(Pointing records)
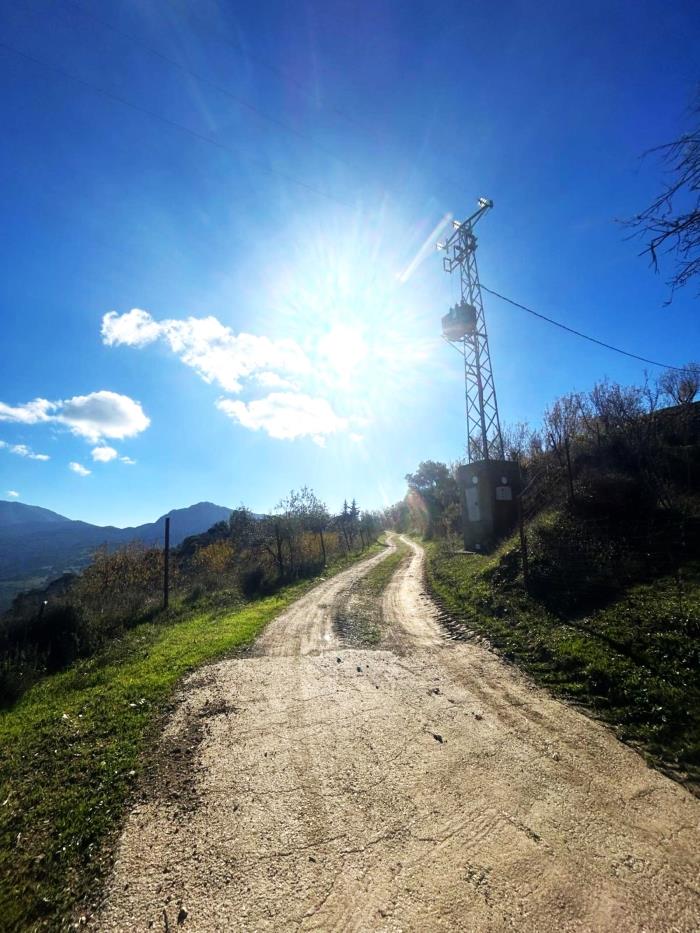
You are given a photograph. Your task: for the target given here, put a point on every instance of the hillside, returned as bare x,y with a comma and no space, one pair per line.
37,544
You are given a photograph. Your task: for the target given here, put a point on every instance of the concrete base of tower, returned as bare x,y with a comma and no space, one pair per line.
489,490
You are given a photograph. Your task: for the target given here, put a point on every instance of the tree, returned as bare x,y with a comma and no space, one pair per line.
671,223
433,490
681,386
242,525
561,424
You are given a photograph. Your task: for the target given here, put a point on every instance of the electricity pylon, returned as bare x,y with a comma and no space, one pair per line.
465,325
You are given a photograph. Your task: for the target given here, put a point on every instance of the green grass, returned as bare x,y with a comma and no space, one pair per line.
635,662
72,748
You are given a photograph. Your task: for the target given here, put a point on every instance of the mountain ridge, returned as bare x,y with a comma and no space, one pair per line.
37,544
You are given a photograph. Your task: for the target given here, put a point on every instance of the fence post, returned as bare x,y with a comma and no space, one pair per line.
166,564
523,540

* * *

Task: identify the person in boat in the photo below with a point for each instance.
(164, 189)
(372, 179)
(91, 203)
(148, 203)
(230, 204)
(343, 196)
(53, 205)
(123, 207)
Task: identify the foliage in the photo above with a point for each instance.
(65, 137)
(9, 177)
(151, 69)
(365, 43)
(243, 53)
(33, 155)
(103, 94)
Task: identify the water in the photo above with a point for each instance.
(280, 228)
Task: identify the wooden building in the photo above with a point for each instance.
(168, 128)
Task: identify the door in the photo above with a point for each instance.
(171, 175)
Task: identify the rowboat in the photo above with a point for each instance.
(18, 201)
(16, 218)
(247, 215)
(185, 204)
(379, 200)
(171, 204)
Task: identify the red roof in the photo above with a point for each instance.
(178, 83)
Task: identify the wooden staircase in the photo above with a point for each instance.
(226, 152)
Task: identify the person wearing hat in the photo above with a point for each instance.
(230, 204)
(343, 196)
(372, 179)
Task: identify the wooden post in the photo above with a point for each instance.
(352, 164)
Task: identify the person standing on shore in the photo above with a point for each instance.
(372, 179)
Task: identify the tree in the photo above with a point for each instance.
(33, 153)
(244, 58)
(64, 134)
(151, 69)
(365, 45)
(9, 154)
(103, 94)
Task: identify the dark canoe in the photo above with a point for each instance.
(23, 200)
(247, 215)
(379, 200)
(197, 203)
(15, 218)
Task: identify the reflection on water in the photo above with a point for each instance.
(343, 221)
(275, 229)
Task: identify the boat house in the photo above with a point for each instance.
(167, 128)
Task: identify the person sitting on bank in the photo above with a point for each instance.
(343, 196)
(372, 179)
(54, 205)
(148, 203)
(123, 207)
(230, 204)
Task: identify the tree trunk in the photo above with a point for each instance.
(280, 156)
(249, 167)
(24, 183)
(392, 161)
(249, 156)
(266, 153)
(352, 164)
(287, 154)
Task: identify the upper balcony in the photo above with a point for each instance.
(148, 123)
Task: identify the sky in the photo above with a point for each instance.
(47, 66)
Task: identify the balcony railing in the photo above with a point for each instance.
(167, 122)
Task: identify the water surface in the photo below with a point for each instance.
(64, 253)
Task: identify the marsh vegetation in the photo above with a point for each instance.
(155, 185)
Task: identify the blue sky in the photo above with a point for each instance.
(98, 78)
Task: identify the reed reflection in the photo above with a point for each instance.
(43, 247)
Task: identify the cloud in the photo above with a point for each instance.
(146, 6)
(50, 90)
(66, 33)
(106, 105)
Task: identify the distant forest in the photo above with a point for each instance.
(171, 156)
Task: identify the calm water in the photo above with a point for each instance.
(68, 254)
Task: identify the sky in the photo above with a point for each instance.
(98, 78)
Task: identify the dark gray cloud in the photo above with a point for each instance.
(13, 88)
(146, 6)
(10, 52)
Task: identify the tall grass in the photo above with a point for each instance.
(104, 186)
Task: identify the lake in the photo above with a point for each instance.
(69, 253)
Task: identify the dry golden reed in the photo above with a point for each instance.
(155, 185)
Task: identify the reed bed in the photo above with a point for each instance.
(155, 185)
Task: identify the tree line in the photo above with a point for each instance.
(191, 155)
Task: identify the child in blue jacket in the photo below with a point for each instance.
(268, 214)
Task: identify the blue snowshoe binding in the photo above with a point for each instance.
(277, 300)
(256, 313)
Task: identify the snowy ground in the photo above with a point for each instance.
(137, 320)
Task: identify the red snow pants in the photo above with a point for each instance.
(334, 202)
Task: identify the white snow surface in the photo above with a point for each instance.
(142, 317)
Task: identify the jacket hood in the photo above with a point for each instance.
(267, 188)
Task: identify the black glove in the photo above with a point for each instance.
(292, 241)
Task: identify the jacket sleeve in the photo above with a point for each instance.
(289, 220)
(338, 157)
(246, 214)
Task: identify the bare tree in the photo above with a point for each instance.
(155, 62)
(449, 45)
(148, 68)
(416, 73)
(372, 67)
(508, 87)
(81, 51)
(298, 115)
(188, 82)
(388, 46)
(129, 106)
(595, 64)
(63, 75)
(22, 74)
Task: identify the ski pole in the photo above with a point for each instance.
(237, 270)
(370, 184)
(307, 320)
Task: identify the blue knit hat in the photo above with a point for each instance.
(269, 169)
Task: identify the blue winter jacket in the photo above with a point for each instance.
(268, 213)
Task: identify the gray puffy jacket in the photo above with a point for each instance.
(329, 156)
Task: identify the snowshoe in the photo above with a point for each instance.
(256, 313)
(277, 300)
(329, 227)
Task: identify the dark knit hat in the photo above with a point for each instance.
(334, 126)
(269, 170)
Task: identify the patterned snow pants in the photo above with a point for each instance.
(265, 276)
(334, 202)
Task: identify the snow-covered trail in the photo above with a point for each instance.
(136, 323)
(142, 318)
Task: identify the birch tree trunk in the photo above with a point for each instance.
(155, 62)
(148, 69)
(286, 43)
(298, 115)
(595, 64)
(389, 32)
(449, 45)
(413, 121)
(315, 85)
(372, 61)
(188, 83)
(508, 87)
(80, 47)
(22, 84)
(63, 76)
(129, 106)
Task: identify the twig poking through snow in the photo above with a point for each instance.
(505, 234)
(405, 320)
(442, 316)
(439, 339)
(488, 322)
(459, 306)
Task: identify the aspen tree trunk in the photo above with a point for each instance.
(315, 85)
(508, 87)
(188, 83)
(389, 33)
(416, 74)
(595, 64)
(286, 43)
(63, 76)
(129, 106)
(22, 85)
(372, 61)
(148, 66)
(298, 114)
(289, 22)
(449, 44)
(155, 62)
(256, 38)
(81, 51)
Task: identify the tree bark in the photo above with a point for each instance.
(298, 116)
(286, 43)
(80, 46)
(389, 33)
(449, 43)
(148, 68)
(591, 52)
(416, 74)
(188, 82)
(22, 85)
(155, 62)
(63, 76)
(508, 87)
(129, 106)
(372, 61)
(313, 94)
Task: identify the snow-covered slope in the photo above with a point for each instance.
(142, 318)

— Exercise objective —
Show each line from the entries above that contains the string "water", copying every such line in full.

— The answer —
Task: identify the water in the photo above with a point for each instance.
Task: identify the reflection on water in the photo above with a point for each instance.
Task: identify the water surface in the photo below with a point for each instance.
Task: identify the calm water in the photo above with a point for each instance.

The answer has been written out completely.